## Task objective
Answer these questions from the review of The Georgian Bawdy House:
(a) How many copies did "Harris's List" sell?
(b) What did "Mother Douglas" have her footmen do?
(c) In which city was the writer's father a resident when abortion was still illegal?

## Excerpted text
((
Last week I did a “review” of The Georgian Bawdy House” by Emily Brand. I continue this week. The previous post.

For next week, by the way, I am lining up an awesome post….

Pregnancy was definitely an issue for prostitutes, since it’s an issue for all fertile women who have sex. This book lists remedies that persisted among women until the advent of the birth control pill. My father, who was a resident in San Bernardino when abortion was still illegal, including in California, once told me about what women did to themselves to attempt to terminate an unwanted pregnancy. I can tell you this: pick your era prior to the pill and legal abortions: self-administered toxins and poisons, mutilation, abandonment, and infanticide.

I’ve blogged here before about my copy of Mysteries of London (1834-1844) features an engraving of a young woman, come far down in life, who has just killed her newborn. I know we sometimes romanticize the Courtesan, but she, too, was at risk of pregnancy, and there were few foolproof methods of contraception.

With professional opportunities severely restricted for most women, while there was demand for sexual services, virtue continued to be overthrown. (31)

Two brothels that catered to the wealthy were Jane Goadby’s establishment and Charlotte Hayes. Notions of women leading men to their sexual doom abounded. Women did go to brothel’s in search of their husbands. The book also contains a really excellent photo of an early 19th century condom, that looks to have been put over a cylinder. This gives a much better view than the more usual laid out flat photos.

Men and women alike had to worry about venereal disease, with all the accompanying dangers of remedies that, as we know, could not possibly have been effective.

Mr. Harris’s infamous “Harris’s List” of prostitutes sold 250,000 copies.

This I hadn’t heard before: “Mother Douglas” had footmen give condoms to the men before they went upstairs.

There were women who went to brothels to indulge themselves. According to Brand, they peeped though windows and selected the gentleman of their choice. Brand says these women had to pay much more for their pleasure.

And I will leave you there, because the rest get depressing, when the discussion turns to all the ways women were punished, and the men? They weren’t.

This is an interesting, fact-filled book with a nice list of references.
))
(Collected data)
((
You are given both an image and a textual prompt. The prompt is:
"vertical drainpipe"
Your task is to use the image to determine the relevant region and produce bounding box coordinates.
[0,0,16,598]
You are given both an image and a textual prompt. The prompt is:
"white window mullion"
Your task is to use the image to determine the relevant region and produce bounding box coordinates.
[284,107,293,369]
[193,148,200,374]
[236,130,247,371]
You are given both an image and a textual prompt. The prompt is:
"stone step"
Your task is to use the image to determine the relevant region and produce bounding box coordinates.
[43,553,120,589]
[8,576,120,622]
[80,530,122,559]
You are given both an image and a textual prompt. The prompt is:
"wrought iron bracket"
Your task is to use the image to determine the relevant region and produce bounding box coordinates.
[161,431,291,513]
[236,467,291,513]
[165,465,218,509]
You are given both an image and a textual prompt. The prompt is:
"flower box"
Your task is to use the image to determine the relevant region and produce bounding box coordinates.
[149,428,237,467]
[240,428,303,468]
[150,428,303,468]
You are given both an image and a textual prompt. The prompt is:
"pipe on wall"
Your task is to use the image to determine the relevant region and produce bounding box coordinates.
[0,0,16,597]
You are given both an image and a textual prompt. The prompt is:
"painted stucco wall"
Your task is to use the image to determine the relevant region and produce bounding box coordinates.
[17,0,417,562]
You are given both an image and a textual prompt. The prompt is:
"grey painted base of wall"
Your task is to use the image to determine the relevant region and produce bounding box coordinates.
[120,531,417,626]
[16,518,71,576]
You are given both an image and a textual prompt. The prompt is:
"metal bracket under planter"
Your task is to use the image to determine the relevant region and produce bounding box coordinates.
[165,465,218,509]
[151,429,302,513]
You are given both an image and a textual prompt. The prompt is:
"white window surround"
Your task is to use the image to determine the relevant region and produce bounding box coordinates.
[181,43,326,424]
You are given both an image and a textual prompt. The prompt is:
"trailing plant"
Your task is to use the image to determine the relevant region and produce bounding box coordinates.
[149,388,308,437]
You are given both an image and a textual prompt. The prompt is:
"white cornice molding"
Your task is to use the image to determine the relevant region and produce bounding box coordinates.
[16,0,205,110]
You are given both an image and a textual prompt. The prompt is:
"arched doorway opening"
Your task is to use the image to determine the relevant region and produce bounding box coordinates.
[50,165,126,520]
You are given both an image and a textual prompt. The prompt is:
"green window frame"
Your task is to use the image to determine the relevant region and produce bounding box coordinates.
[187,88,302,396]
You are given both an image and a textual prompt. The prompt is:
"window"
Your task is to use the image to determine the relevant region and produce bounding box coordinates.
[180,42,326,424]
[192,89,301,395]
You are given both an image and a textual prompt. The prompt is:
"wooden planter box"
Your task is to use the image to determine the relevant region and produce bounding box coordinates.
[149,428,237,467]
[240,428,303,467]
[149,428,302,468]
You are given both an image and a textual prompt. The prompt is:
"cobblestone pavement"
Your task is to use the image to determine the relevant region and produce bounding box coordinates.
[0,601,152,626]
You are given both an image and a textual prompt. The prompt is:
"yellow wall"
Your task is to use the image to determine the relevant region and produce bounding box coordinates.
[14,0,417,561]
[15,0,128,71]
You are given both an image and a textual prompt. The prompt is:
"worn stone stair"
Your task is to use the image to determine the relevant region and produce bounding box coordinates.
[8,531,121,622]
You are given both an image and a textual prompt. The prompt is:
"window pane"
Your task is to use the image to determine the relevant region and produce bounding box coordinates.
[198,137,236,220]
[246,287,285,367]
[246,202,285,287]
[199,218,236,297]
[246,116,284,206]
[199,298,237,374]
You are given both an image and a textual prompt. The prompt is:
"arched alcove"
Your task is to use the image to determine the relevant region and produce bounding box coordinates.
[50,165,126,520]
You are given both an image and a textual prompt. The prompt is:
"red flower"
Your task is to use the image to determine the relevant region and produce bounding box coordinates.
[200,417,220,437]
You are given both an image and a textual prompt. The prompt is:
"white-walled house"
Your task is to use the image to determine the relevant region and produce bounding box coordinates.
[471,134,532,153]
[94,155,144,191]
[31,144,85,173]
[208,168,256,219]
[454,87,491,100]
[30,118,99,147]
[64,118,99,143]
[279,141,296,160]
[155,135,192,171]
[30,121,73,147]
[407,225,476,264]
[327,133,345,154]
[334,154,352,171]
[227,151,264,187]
))
## Output for this task
(a) 250,000 copies.
(b) Give condoms to the men before they went upstairs.
(c) San Bernardino.